___ RECORDS SHOWN ___
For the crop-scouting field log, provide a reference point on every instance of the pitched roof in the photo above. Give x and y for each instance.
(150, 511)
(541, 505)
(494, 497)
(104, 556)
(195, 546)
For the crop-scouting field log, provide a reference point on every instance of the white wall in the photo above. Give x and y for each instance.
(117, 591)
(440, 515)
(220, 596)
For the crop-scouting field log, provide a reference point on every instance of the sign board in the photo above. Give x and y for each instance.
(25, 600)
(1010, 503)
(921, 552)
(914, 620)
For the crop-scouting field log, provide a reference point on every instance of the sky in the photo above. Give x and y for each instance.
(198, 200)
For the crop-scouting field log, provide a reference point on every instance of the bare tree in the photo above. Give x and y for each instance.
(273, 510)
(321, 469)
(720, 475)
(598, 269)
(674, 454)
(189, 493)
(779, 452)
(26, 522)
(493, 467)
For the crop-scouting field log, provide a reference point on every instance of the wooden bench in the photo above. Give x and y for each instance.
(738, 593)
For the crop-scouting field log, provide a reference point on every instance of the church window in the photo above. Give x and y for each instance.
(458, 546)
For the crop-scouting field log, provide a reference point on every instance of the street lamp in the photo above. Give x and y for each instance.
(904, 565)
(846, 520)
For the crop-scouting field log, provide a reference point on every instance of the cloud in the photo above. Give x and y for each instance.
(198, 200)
___
___ RECORDS SHOWN ___
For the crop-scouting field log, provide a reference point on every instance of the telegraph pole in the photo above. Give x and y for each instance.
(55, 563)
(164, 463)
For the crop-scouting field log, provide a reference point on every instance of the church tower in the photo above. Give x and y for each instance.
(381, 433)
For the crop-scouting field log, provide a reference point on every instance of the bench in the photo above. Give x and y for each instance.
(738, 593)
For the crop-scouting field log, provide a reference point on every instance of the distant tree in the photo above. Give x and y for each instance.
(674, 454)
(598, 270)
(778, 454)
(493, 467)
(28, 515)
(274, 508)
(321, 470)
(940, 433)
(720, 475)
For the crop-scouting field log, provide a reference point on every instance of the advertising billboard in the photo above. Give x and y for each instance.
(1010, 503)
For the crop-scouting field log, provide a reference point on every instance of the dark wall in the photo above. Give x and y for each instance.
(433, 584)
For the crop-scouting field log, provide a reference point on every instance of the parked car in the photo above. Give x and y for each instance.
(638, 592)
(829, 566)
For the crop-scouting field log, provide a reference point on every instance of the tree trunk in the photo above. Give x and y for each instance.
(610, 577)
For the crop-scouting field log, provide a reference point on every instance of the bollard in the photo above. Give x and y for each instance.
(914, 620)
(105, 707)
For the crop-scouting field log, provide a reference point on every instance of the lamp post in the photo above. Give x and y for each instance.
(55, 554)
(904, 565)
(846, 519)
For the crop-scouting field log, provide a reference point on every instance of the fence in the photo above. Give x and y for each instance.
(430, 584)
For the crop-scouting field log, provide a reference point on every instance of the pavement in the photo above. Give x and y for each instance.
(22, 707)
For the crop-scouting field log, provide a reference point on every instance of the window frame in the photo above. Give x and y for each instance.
___
**WHAT YOU ARE ASKED TO DO**
Can you write out everything in the listing from the line containing "of the tree" down to the line containing "of the window", both of those lines included, reproducing it word for word?

**CORRECT OUTPUT**
For the crop-scouting field log, provide a reference point on every instance of the tree trunk in the photo above. Give x and y for each instance.
(610, 577)
For the crop-scouting field log, provide a reference point on every instance of the bollard in the photo above. Give x and y for each instance.
(914, 620)
(105, 707)
For the crop-scouting field log, provide a reference point on every instance of the lamp post in the photo above. Give x and y for each instance.
(55, 554)
(904, 565)
(846, 519)
For the crop-scouting field log, provide a reference point on every instance of the fence in the photo above. Give x and y for each instance.
(430, 584)
For the crop-scouting field log, provide a reference point on every instance of the pavement in the photo above. Give x and y for each instance.
(22, 707)
For the crop-scouting field log, provide a reference point on every instance of the window frame in the photo above. Give x and y for each instance.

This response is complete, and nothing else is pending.